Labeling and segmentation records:
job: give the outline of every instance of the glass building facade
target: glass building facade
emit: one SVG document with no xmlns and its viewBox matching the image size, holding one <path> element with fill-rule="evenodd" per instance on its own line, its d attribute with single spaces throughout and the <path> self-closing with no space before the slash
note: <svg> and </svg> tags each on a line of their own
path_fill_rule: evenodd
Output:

§ TASK INSTRUCTIONS:
Please output every line of the records above without any changes, keeping them in the same order.

§ SOLUTION TO THE EXERCISE:
job: give the outline of every instance of the glass building facade
target: glass building facade
emit: one SVG document with no xmlns and its viewBox matching the image size, holding one <path> element with fill-rule="evenodd" per instance on its own line, its d attribute with single spaces throughout and the <path> self-closing with no space before the slash
note: <svg> and </svg> tags each on a line of their own
path_fill_rule: evenodd
Output:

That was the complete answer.